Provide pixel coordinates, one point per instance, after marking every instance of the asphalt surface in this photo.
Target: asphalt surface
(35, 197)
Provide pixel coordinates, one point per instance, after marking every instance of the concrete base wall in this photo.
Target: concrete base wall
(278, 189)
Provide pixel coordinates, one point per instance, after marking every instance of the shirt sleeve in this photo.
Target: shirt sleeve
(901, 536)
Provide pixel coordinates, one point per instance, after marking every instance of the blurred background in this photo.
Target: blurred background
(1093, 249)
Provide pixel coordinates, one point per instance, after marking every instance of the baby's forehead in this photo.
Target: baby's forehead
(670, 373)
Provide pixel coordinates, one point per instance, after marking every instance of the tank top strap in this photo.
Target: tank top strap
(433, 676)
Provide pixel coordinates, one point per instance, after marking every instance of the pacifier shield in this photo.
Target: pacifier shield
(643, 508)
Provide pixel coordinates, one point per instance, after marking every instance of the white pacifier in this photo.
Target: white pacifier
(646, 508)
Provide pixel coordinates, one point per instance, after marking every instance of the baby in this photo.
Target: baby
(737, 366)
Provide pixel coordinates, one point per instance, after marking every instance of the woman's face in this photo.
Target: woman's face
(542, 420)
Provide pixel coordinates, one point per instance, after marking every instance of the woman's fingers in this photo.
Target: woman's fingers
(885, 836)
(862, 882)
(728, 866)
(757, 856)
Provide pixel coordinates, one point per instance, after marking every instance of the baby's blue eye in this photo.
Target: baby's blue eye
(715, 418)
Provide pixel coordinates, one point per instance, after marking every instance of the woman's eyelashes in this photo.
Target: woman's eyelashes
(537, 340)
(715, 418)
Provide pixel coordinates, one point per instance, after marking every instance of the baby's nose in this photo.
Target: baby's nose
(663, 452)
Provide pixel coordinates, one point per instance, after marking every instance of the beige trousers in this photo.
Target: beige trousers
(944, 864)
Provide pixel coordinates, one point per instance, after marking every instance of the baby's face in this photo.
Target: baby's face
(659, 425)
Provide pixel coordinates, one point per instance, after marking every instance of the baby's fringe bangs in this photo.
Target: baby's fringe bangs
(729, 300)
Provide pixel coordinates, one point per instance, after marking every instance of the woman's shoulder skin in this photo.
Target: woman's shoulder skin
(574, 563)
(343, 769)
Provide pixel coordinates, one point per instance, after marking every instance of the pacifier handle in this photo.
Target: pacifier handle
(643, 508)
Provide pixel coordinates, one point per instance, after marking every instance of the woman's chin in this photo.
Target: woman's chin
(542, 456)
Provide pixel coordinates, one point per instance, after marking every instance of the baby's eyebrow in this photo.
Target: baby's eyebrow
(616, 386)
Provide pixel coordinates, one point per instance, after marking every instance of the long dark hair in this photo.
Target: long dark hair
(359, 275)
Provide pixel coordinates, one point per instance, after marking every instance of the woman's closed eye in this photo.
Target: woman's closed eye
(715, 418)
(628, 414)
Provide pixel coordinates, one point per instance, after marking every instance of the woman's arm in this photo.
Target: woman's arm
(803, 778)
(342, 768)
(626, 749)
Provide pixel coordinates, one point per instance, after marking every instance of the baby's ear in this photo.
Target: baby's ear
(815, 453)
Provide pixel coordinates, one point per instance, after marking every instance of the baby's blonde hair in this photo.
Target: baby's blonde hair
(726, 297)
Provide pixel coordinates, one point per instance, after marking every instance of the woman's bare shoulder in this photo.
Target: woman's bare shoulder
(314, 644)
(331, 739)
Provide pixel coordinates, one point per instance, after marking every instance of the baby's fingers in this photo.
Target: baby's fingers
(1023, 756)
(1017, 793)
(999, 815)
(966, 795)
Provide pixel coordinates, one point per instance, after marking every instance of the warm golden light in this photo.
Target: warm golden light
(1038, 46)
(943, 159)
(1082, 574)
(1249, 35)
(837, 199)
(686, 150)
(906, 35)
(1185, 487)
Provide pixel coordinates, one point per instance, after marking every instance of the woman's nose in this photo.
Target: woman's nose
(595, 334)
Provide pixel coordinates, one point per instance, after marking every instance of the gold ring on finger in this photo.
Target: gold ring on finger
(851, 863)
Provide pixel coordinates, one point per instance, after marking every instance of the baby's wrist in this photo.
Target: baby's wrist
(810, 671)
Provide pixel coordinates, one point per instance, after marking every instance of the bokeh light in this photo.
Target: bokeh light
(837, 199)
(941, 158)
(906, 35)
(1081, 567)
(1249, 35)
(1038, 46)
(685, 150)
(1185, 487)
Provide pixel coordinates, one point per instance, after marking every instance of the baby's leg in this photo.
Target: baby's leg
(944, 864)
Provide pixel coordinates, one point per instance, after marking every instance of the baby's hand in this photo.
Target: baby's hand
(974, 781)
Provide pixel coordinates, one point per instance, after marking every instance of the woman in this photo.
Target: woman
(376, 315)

---------------

* WHAT THE TASK ASKS: Reproduce the listing above verbatim, from its first line through its last, with no character altered, added, or dropped.

* EXERCISE ANSWER:
Provide pixel coordinates, one point per instance, after marking every instance of the asphalt surface in this photo.
Target: asphalt surface
(35, 197)
Provide pixel coordinates, one point per instance, after marking every instance of the concrete base wall in this photo.
Target: concrete base wall
(278, 189)
Provide pixel coordinates, one point per instance, after marking every instance of the shirt sleeve in this photo.
Target: shirt sleeve
(901, 536)
Provide pixel coordinates, one point per instance, after marking every instance of the blurred background in this photo.
Target: blurred background
(1093, 249)
Provide pixel coordinates, one point per instance, after marking every instance of the baby's forehead in this photo.
Target: baby's forehead
(670, 373)
Provide pixel coordinates, one point per instance, after marking every instance of the tank top strap in this photo.
Target: tank top strap
(433, 676)
Provide pixel coordinates, one point per instance, after marking every instance of the pacifier shield in this photo.
Target: pacifier shield
(643, 508)
Provide pixel coordinates, one point per instance, after marking every instance of the white pacifier in this photo.
Target: white pacifier
(646, 508)
Provide pixel coordinates, one point per instance, after marking every instance of the baby in this photo.
Target: baby
(737, 366)
Provide pixel coordinates, one point per instance, after marking every instance of the woman's face in this photo.
Target: woman's face
(542, 420)
Provide pixel coordinates, one point per instance, after marking every instance of the woman's fingers in this photo.
Target: woman's fingers
(885, 836)
(862, 882)
(728, 866)
(757, 856)
Provide pixel coordinates, one point per instance, after marking every instance of the baby's blue eye in this photo.
Target: baby's blue eye
(715, 418)
Provide pixel coordinates, one point per instance, after marking every instance of the woman's eyelashes in this photo.
Target: woman's eyelashes
(537, 340)
(715, 418)
Provide pixel coordinates, one point per instance, after marking every instance of the baby's nose in this photo.
Target: baby's nose
(663, 452)
Provide pixel coordinates, one point per instance, after marking every instance of the beige trousers in this photo.
Target: beige trousers
(944, 864)
Provide pixel coordinates, one point per instance, after marking every instance of the baby's face in this photo.
Target: baby's face
(659, 425)
Provide pixel coordinates, one point per instance, after marking every instance of the baby's fringe bangs in this photo.
Target: baby's fringe bangs
(729, 300)
Provide pixel coordinates, one point per instance, after marking every instance of the woman's shoulder skin in this photo.
Target: woman's shoulder skin
(574, 563)
(343, 769)
Provide pixel coordinates, one point per instance, after marking every instance of the pacifier handle in this photo.
Target: pacifier handle
(643, 508)
Provide pixel coordinates, one point per instance, after marking every instance of the woman's chin in this photo.
Target: woman's chin
(542, 456)
Provide pixel coordinates, one point per instance, after marking every instance of the baby's eyebrow in this photo.
Target: baby's eyebrow
(616, 386)
Provide pixel coordinates, one point per instance, after marking every instance of the long dark hair in this photo.
Target: long dark hair
(359, 275)
Provide pixel coordinates, one point per instance, after marking every instance of the woman's closed eye in this photo.
Target: woman's closed eye
(715, 418)
(628, 414)
Provide pixel coordinates, one point per instance, after marking every instance of the woman's arm in this photo.
Target: woman's arm
(803, 778)
(342, 768)
(626, 749)
Provide pixel coordinates, one point per instance, after marking every instance of the baby's ear in this photo.
Target: baby's ear
(815, 453)
Provide pixel coordinates, one point per instance, after marking every instance of the baby's blonde hair in this photo.
Target: baby's blonde hair
(726, 297)
Provide pixel coordinates, one point per instance, after marking every instance of the woman's bare shoulder in this photo.
Target: woman's bare shoulder
(314, 644)
(331, 739)
Provide pixel coordinates, one point per instance, after marking every instance of the baby's fingers in this photo.
Target: baby's fingers
(1023, 756)
(1017, 793)
(999, 815)
(966, 795)
Provide pixel coordinates, one point per instance, after marking every instance of the warm golden light in this photo.
Target: warm golden light
(1038, 46)
(943, 159)
(1082, 574)
(1249, 35)
(837, 199)
(686, 150)
(906, 35)
(1185, 487)
Provide pixel coordinates, one point per instance, after marking every instance of the woman's nose in this photo.
Target: woman's nose
(595, 334)
Provide pixel coordinates, one point per instance, after marking every instance of the gold ring on finger in this photo.
Target: gold ring on finger
(851, 863)
Provide pixel coordinates, one point per instance, after marking every instance of the baby's wrist in this photo.
Target: baby's wrist
(810, 671)
Provide pixel coordinates, one point per instance, after marking every instance of the bokeh light in this photo.
Target: bokeh light
(837, 199)
(941, 158)
(906, 35)
(1081, 567)
(1249, 35)
(1038, 46)
(685, 150)
(1185, 487)
Provide pixel coordinates, one point per instance, after marking every instance of the baby's leg in this photo.
Target: baby's leg
(944, 864)
Provide pixel coordinates, one point per instance, after marking every instance of the baby's hand in this photo.
Target: baby's hand
(974, 781)
Provide pixel coordinates, one point per instance, after marking every instance of the woman in this photo.
Target: woman
(376, 315)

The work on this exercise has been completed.